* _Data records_
— BEGIN —

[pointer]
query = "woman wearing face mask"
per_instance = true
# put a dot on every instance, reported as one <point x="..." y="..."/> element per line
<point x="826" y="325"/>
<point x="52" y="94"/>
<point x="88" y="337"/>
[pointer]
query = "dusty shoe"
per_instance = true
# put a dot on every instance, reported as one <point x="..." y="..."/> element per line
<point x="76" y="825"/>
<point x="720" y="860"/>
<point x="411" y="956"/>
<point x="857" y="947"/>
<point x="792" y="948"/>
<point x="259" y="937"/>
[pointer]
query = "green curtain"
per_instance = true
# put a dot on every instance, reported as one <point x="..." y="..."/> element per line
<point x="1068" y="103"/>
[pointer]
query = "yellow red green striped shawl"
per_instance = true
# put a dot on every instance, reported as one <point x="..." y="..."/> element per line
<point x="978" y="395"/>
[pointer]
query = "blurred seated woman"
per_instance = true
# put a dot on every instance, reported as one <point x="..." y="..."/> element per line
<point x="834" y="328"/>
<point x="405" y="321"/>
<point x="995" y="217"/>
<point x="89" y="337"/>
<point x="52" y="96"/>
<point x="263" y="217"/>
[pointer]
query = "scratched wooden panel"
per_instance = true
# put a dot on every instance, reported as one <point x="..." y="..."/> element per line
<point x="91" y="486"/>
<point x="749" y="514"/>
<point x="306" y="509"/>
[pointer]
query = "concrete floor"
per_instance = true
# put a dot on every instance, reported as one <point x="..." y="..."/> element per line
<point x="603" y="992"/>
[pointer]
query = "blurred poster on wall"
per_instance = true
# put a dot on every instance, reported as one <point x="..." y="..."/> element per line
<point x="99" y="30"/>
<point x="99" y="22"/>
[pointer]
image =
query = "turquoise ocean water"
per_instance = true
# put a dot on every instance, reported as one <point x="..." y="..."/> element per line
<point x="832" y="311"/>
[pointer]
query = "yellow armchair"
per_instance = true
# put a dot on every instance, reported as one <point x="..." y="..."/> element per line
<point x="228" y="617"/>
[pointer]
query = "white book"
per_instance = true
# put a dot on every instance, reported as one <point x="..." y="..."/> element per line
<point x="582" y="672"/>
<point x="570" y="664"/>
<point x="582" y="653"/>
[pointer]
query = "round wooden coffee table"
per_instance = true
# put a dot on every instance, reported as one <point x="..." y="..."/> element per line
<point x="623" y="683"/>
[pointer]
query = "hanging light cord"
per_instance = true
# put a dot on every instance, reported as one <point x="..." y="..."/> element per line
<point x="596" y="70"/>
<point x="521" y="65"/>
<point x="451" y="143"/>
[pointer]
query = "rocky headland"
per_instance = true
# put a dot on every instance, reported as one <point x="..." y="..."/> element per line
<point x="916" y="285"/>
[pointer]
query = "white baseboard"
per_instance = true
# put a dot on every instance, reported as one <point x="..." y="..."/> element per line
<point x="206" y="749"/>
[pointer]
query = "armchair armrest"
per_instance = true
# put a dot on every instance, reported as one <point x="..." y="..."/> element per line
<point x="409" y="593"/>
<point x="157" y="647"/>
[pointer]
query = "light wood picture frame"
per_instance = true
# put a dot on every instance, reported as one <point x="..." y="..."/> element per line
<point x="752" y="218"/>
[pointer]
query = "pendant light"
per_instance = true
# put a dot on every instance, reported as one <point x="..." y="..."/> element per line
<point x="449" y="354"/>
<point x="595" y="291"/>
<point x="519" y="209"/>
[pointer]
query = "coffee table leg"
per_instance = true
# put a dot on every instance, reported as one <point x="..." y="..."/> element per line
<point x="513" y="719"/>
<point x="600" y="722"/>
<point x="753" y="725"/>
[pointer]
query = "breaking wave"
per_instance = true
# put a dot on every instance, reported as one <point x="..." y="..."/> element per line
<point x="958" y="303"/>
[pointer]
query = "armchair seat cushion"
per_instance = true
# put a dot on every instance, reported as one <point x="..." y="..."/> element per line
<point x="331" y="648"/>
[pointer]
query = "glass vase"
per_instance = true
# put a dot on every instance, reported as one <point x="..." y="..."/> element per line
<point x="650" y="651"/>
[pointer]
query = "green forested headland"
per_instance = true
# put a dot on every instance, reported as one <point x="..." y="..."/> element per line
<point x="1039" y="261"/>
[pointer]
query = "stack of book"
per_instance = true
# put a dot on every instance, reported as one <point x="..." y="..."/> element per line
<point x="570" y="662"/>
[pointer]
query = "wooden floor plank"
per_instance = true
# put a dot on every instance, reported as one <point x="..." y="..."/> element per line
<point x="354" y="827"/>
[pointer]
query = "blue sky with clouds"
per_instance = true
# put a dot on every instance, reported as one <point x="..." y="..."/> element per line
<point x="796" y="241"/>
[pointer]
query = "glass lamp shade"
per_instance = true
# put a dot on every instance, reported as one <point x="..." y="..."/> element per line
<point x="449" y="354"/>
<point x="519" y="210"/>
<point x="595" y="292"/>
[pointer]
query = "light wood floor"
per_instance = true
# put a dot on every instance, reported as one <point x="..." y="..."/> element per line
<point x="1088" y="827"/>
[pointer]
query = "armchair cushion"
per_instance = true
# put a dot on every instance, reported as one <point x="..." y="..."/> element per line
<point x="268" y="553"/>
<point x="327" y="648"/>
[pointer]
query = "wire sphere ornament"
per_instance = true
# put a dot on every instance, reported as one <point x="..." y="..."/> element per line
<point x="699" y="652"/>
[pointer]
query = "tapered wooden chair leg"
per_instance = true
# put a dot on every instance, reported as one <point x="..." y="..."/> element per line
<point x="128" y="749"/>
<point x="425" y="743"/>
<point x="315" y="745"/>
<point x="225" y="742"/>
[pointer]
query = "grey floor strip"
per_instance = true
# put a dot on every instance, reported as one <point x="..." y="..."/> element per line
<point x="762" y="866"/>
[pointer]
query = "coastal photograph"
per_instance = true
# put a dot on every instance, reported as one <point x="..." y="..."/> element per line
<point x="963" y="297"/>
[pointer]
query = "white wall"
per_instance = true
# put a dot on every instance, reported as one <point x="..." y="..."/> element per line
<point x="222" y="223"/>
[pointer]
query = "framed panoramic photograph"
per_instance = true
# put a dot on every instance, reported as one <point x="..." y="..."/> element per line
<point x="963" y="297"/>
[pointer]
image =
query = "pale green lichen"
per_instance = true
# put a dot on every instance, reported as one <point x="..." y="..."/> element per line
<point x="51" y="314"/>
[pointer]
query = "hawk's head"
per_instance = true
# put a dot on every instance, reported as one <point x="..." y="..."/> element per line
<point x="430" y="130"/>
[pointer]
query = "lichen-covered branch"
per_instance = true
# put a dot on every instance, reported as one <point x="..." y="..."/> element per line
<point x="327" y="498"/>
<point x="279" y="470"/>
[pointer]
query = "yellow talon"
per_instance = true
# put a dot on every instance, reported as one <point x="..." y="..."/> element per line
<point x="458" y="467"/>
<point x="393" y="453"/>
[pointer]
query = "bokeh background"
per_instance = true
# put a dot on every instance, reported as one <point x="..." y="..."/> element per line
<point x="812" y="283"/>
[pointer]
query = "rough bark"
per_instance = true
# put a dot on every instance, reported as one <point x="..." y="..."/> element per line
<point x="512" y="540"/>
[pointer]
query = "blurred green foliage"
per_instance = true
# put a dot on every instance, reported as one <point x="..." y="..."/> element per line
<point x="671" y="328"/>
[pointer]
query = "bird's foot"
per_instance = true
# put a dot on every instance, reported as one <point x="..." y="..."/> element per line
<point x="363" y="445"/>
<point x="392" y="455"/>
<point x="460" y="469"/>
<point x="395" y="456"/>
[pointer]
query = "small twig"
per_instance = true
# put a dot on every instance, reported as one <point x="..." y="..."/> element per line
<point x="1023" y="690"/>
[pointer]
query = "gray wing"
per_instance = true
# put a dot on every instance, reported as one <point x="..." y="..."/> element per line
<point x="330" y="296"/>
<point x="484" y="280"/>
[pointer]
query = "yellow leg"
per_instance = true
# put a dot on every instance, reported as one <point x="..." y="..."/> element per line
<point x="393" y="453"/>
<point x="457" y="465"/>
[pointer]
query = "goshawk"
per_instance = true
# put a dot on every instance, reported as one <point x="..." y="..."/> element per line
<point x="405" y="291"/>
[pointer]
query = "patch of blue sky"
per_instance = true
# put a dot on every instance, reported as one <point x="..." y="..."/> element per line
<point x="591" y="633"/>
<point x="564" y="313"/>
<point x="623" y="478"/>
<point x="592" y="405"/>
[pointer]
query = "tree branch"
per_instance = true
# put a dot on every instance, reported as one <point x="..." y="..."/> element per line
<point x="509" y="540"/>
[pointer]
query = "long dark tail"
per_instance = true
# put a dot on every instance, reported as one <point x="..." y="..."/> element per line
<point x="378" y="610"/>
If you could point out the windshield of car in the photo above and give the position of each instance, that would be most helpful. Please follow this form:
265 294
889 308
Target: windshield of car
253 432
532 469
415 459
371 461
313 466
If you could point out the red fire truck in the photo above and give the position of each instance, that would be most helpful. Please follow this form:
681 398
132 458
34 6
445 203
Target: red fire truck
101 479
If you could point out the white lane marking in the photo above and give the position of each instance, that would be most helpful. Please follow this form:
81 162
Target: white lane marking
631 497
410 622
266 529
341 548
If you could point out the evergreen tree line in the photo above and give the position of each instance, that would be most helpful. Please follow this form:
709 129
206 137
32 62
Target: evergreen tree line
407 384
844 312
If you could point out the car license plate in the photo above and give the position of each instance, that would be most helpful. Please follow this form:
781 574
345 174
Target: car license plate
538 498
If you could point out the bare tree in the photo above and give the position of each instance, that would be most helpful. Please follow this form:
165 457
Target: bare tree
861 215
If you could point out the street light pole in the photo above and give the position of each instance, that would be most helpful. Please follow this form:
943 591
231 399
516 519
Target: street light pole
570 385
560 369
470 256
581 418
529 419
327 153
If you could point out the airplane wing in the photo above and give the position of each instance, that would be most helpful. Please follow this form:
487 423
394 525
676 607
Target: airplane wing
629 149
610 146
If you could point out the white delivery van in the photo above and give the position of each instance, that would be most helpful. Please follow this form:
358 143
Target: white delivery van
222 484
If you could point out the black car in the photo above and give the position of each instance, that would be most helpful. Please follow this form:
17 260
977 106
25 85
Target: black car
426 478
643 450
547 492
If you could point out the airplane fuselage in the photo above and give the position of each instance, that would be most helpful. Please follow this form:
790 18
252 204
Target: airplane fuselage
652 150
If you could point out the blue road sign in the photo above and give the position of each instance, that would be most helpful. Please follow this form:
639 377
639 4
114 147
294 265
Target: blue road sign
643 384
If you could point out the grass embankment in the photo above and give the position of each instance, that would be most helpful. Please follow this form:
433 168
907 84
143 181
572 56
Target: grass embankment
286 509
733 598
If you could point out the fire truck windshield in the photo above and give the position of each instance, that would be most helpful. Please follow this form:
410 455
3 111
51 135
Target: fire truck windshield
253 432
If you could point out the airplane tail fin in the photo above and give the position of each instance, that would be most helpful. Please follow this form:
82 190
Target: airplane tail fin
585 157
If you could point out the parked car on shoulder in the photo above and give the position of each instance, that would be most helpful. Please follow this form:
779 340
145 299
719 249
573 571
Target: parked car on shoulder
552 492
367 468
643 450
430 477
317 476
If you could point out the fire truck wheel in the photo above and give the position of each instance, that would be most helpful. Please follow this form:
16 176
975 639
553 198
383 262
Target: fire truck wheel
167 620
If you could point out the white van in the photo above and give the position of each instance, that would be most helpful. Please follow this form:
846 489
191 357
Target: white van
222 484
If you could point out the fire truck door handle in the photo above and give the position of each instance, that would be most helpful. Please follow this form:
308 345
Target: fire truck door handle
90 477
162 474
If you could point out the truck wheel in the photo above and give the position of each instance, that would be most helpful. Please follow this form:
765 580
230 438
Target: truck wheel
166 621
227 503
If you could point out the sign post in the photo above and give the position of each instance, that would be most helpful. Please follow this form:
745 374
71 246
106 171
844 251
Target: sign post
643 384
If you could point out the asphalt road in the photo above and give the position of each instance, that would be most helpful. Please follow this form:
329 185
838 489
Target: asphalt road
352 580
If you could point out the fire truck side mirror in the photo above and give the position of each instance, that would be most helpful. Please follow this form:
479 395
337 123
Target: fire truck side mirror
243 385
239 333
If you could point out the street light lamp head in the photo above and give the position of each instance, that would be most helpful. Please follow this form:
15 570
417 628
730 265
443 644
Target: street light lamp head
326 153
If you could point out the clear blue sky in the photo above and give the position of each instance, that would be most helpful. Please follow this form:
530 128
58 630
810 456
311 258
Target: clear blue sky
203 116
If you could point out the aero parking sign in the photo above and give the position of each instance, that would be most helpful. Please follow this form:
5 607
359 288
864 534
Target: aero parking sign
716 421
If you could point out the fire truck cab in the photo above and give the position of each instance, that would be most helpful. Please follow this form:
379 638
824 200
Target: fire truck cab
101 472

— END —

* _EXERCISE REQUIREMENTS_
Repeat, without changes, every line from the one that contains "If you could point out the fire truck wheel" through the final line of the data.

* _SOLUTION TO THE EXERCISE_
If you could point out the fire truck wheel in the photo above and give the position of each instance, that would be most helpful. Please follow this form:
16 176
975 639
553 198
383 262
Target: fire truck wheel
167 620
If you could point out the white van in the photo above and give the position of each instance, that would be most helpful. Please follow this form:
846 489
191 357
Target: white van
222 484
If you could point out the fire truck door handle in the photo above and give the position of each instance, that would be most helpful. Please follow this form:
308 345
Target: fire truck door handle
90 477
162 474
If you could point out the truck wheel in the photo above and give the position of each instance, that would be most helpful. Please follow this form:
765 580
230 438
Target: truck wheel
166 621
227 503
If you could point out the sign post in the photo above and give the position of each instance, that would be most helpful. Please follow this form:
745 374
71 246
106 171
844 251
Target: sign post
643 384
If you could point out the asphalt road in the photo above and give the position of each instance, that would be most helpful. Please follow this form:
329 185
838 489
Target: asphalt road
352 580
If you could point out the fire truck side mirror in the photo above and give the position of each instance, that would be most helpful. Please follow this form:
479 395
337 123
Target: fire truck side mirror
243 385
239 333
If you could point out the street light lamp head in the photo above and give the position of each instance, that would be most helpful. Please follow this form:
15 570
417 628
730 265
443 644
Target: street light lamp head
326 153
If you could point out the clear blue sky in the photo above and give the position of each instance, that would be most helpful. Please follow this form:
530 128
58 630
810 456
311 258
Target: clear blue sky
203 116
If you could point out the aero parking sign in the photo above and give the position of each instance, that would be most helpful. Please follow this form:
5 607
359 288
864 534
Target: aero parking sign
716 421
If you could point out the fire truck cab in the photo above and give the position of each instance, that would be most helpful. Please follow this form:
379 638
824 200
Target: fire truck cab
101 472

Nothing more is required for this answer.